■ Exercise
Using the entries below, output exactly the line containing "stone building -> point" and all lines that follow it to the end.

Items listed in a dataset
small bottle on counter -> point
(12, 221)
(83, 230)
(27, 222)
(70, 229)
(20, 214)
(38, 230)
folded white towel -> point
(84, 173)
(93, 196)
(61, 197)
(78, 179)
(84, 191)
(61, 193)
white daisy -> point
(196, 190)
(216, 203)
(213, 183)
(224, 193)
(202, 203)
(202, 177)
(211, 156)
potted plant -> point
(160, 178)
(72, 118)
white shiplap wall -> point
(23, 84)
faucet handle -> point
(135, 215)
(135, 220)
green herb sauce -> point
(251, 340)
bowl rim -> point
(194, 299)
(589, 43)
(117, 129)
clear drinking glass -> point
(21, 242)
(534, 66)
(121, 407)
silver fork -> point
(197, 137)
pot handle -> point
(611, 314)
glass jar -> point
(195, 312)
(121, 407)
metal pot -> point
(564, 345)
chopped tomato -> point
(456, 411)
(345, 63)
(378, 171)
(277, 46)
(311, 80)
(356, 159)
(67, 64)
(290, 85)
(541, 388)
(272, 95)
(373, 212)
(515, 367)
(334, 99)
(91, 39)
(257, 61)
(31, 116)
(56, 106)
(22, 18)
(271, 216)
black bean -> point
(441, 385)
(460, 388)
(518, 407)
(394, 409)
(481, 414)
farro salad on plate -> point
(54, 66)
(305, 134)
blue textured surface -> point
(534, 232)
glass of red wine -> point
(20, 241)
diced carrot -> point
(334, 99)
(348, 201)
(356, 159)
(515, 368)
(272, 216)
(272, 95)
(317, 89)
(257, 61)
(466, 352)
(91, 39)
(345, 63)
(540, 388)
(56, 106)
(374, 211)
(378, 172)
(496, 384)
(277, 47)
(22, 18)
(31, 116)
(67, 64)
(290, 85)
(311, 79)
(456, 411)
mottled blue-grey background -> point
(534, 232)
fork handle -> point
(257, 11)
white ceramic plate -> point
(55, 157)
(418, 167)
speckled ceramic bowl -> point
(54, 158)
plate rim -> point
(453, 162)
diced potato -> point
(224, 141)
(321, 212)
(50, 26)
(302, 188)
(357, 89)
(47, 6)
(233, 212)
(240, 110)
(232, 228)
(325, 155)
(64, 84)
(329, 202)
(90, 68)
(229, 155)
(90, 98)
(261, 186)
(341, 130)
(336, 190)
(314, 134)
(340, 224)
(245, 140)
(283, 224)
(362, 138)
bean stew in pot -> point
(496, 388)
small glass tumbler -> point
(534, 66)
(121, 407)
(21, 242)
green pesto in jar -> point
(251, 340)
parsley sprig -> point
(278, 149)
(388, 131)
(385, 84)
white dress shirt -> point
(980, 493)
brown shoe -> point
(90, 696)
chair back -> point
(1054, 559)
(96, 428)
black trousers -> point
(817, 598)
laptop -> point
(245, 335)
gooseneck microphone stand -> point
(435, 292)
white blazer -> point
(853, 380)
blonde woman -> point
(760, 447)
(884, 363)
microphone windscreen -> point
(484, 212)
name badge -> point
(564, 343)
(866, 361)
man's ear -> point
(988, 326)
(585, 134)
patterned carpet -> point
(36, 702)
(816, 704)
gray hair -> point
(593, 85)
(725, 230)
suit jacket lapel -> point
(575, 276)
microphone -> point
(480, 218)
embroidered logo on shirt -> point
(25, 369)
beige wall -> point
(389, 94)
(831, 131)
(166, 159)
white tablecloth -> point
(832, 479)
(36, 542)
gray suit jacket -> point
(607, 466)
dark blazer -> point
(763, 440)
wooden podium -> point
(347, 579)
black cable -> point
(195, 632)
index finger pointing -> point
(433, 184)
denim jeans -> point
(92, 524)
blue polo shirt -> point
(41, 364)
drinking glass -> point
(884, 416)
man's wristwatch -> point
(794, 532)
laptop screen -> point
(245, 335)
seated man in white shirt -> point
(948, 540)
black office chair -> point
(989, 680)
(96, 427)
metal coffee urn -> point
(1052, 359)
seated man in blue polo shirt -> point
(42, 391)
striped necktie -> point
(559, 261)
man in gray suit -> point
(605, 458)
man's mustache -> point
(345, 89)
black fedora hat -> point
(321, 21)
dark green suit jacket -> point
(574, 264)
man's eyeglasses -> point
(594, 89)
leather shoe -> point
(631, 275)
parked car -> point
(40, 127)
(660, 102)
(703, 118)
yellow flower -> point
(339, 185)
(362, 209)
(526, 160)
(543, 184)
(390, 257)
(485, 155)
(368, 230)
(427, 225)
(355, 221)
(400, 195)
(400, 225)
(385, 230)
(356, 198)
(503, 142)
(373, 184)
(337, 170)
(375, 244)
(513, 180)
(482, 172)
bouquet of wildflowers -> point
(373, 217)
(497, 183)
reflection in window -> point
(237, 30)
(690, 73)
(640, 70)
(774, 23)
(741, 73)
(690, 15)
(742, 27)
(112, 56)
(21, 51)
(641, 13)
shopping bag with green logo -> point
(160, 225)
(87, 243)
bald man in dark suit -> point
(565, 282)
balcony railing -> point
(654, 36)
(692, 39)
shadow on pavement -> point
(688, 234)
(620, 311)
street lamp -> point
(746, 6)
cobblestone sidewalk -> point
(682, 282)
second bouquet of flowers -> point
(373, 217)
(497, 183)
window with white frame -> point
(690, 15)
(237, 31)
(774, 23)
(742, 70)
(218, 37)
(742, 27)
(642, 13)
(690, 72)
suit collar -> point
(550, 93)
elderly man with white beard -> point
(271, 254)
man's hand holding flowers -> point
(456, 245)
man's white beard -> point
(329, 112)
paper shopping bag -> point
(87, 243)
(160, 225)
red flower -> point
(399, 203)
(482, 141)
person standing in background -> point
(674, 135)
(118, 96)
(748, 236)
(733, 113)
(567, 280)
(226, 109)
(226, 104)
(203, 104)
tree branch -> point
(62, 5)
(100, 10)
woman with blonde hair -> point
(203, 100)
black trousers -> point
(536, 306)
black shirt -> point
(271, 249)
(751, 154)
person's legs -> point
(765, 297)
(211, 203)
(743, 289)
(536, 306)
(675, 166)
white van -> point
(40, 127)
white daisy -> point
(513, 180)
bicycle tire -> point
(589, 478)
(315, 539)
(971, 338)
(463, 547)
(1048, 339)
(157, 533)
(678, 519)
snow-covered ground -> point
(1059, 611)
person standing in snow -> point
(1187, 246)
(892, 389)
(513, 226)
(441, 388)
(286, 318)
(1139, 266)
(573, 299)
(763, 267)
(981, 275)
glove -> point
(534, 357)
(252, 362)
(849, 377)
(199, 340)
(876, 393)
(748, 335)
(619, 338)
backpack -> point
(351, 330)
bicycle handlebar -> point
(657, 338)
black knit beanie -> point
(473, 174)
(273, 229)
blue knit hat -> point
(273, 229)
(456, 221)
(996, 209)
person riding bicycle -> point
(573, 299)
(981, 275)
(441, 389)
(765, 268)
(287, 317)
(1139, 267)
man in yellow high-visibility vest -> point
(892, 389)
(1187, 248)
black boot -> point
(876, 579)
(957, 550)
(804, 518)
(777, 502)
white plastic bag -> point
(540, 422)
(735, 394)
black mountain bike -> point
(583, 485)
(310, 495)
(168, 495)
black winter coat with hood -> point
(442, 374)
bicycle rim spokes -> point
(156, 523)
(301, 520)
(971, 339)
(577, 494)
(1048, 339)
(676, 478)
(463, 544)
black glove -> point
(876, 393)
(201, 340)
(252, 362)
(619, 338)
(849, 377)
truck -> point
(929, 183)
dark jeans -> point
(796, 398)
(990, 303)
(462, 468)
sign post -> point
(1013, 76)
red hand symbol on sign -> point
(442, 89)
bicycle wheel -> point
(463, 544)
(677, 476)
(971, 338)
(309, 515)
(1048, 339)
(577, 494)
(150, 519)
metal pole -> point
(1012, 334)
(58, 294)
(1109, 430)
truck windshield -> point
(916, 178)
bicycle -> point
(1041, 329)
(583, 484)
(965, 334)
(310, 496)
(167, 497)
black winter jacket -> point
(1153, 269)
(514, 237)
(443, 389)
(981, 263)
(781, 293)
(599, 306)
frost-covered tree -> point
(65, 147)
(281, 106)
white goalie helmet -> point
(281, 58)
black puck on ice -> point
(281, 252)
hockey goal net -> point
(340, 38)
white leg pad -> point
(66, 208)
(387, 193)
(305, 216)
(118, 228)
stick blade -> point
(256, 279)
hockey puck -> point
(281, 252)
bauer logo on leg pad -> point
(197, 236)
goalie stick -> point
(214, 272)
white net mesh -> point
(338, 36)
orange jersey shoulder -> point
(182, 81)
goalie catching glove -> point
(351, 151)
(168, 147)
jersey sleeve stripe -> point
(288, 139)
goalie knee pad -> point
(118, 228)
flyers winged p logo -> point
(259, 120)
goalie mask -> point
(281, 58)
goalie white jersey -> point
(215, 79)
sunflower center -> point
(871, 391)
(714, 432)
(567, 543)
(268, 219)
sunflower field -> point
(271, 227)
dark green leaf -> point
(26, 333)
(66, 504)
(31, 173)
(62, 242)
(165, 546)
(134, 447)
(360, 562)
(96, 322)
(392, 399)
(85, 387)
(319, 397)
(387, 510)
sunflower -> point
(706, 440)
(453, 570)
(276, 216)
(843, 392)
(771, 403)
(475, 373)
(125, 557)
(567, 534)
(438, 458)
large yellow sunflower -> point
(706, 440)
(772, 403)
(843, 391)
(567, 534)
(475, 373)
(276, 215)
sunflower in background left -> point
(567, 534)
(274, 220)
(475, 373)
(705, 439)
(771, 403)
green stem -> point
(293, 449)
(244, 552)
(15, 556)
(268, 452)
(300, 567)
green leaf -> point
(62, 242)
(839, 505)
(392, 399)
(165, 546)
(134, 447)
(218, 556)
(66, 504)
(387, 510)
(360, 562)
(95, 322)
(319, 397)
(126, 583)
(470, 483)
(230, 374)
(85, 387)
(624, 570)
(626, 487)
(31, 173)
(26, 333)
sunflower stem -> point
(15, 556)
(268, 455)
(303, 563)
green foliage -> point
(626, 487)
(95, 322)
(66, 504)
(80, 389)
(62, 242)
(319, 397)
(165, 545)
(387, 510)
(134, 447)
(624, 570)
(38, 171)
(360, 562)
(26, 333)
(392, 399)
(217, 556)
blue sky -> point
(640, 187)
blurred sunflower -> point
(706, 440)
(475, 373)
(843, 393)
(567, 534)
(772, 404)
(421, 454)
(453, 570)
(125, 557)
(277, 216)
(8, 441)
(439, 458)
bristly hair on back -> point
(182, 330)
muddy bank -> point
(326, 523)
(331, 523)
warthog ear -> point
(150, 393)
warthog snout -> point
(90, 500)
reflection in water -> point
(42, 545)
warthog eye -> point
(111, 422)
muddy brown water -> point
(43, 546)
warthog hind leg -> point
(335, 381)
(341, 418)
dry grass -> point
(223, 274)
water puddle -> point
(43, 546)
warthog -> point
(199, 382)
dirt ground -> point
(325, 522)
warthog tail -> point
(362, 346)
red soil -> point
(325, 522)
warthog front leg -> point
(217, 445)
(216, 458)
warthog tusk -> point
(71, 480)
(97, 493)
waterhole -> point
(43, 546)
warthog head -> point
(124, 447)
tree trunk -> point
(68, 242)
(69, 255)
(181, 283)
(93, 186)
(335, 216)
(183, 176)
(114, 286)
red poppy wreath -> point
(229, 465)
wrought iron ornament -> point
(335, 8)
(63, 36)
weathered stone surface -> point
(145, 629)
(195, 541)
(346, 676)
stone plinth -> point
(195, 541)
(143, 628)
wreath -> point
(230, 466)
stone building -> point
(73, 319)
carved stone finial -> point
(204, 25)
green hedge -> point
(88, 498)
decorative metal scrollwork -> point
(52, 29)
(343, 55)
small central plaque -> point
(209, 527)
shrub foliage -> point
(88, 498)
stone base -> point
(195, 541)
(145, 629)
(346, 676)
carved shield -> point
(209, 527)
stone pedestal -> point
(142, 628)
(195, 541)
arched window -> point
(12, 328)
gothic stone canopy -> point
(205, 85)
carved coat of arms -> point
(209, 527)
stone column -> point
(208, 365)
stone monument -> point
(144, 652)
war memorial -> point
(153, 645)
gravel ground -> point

■ Written solution
stone building -> point
(73, 319)
carved stone finial -> point
(204, 25)
green hedge -> point
(88, 498)
decorative metal scrollwork -> point
(52, 29)
(343, 55)
small central plaque -> point
(209, 527)
shrub foliage -> point
(88, 498)
stone base -> point
(195, 541)
(145, 629)
(346, 676)
carved shield -> point
(209, 527)
stone pedestal -> point
(142, 628)
(195, 541)
arched window -> point
(12, 328)
gothic stone canopy -> point
(205, 85)
carved coat of arms -> point
(209, 527)
stone column -> point
(208, 365)
stone monument -> point
(144, 652)
war memorial -> point
(153, 645)
gravel ground -> point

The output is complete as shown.